- **WHAT YOU ARE ASKED TO DO**
Report every line in the records below that holds the word "coords".

- **PROVIDED DATA**
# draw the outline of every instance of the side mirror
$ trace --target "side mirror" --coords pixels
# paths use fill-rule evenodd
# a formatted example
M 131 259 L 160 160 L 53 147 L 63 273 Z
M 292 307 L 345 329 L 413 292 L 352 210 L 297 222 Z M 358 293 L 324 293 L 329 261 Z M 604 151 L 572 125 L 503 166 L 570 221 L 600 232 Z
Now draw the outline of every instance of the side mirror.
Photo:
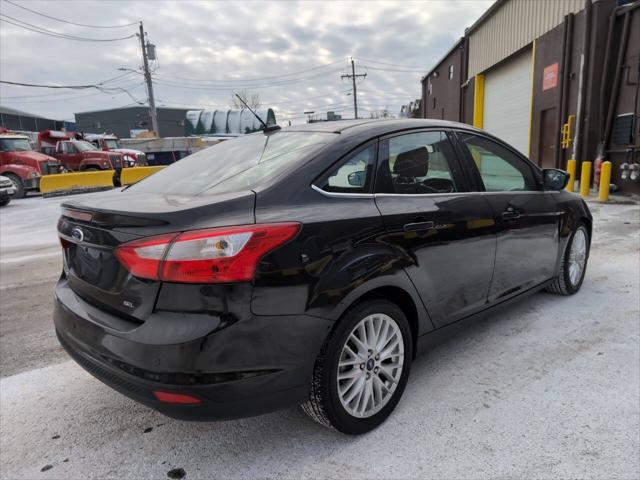
M 360 170 L 357 172 L 351 172 L 347 177 L 349 181 L 349 185 L 352 187 L 363 187 L 364 186 L 364 171 Z
M 542 184 L 545 190 L 562 190 L 569 183 L 569 174 L 556 168 L 542 170 Z

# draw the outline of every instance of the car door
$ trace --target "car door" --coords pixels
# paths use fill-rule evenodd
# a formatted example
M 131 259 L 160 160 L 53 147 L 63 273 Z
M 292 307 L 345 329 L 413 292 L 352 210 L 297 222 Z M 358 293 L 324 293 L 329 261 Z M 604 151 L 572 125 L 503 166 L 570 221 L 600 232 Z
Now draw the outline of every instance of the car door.
M 66 168 L 71 168 L 71 164 L 68 161 L 69 155 L 67 155 L 67 149 L 65 147 L 64 142 L 58 142 L 56 144 L 56 158 L 60 163 L 62 163 Z
M 70 170 L 77 170 L 82 160 L 82 154 L 71 142 L 60 142 L 57 145 L 58 160 Z
M 495 259 L 494 217 L 467 179 L 443 130 L 381 139 L 375 200 L 386 242 L 436 327 L 482 309 Z
M 496 266 L 489 301 L 517 295 L 555 275 L 563 212 L 542 188 L 537 167 L 488 136 L 458 132 L 470 176 L 491 206 Z

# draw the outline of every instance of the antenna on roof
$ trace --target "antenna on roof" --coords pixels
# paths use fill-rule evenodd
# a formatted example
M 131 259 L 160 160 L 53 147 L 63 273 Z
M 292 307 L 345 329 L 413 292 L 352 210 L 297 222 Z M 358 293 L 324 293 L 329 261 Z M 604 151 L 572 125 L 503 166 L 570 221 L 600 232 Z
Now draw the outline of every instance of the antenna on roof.
M 251 113 L 253 113 L 253 116 L 256 117 L 258 119 L 258 121 L 262 124 L 262 126 L 264 127 L 265 133 L 273 132 L 275 130 L 280 130 L 282 128 L 279 125 L 271 125 L 270 127 L 267 126 L 267 124 L 264 122 L 264 120 L 262 120 L 258 116 L 258 114 L 256 112 L 254 112 L 249 105 L 247 105 L 247 102 L 245 102 L 244 99 L 240 95 L 238 95 L 237 93 L 235 95 L 236 95 L 236 97 L 238 97 L 238 100 L 240 100 L 242 102 L 242 104 L 245 107 L 247 107 L 247 110 L 249 110 Z

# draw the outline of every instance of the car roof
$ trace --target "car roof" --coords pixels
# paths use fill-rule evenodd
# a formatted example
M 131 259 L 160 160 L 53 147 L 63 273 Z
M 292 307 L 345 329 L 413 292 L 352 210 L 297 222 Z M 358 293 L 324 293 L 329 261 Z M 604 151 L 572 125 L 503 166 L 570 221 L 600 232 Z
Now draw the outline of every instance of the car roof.
M 29 137 L 26 135 L 20 135 L 18 133 L 0 133 L 0 138 L 10 138 L 10 139 L 23 139 L 29 140 Z
M 450 122 L 447 120 L 437 120 L 431 118 L 401 118 L 401 119 L 358 119 L 358 120 L 338 120 L 335 122 L 316 122 L 304 125 L 294 125 L 285 127 L 283 132 L 328 132 L 339 133 L 341 135 L 361 134 L 364 131 L 371 131 L 373 135 L 385 135 L 399 130 L 414 128 L 457 128 L 465 130 L 475 130 L 475 127 L 465 123 Z

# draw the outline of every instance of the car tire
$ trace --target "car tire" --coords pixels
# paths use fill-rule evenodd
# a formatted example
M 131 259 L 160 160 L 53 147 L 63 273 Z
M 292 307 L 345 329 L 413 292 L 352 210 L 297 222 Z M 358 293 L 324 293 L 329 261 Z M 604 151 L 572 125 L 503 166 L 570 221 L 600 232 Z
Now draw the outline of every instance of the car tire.
M 367 335 L 372 337 L 369 341 Z M 386 300 L 356 304 L 322 346 L 309 400 L 302 409 L 316 422 L 342 433 L 373 430 L 398 404 L 412 356 L 409 322 L 397 305 Z
M 4 198 L 0 200 L 0 207 L 6 207 L 7 205 L 9 205 L 10 201 L 11 201 L 11 198 Z
M 24 188 L 24 184 L 22 183 L 22 180 L 20 180 L 20 177 L 13 173 L 4 173 L 3 175 L 11 180 L 16 187 L 16 193 L 13 194 L 13 198 L 26 197 L 27 189 Z
M 589 246 L 589 231 L 584 223 L 579 223 L 571 232 L 560 262 L 560 271 L 558 276 L 547 285 L 547 292 L 556 295 L 573 295 L 580 290 L 587 271 Z

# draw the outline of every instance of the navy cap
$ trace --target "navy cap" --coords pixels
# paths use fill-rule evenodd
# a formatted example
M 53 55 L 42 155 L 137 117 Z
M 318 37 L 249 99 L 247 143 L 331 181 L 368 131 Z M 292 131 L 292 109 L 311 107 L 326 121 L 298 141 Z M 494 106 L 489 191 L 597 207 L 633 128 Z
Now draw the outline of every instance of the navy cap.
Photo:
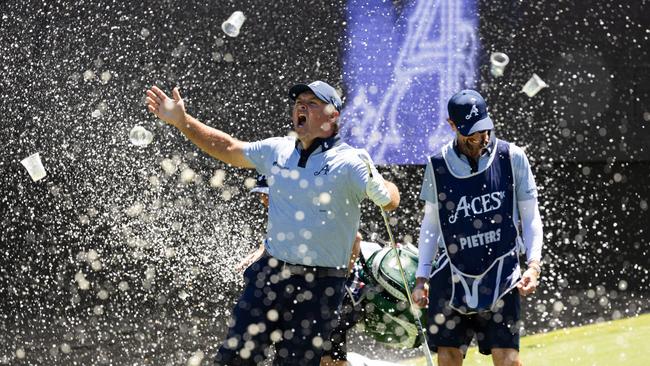
M 337 93 L 331 85 L 320 80 L 314 81 L 310 84 L 296 84 L 292 86 L 291 89 L 289 89 L 289 98 L 291 98 L 291 100 L 296 100 L 298 95 L 306 91 L 311 91 L 318 99 L 325 103 L 332 104 L 339 112 L 341 111 L 341 108 L 343 108 L 343 102 L 341 101 L 341 97 L 339 97 L 339 93 Z
M 269 184 L 266 182 L 266 177 L 258 175 L 255 180 L 255 187 L 251 189 L 251 193 L 264 193 L 269 194 Z
M 454 121 L 463 136 L 478 131 L 492 130 L 494 124 L 488 116 L 485 99 L 474 90 L 461 90 L 449 99 L 449 119 Z

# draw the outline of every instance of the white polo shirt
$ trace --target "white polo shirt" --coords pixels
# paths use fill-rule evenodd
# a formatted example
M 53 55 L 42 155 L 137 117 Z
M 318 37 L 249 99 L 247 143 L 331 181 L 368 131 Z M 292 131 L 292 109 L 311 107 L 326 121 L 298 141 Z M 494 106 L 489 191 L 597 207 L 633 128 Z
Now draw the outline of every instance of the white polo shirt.
M 294 137 L 246 144 L 244 153 L 269 185 L 266 248 L 286 262 L 347 267 L 369 175 L 365 150 L 338 137 L 304 151 Z M 302 155 L 302 159 L 301 159 Z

- **ANSWER**
$ trace --target "side mirror" --coords pixels
$ trace --target "car door" --coords pixels
$ trace --target "antenna on roof" --coords pixels
$ trace --target "car roof" --coords pixels
$ trace --target "car tire" --coords pixels
$ trace --target "navy cap" --coords pixels
$ trace --target "white polo shirt" --coords pixels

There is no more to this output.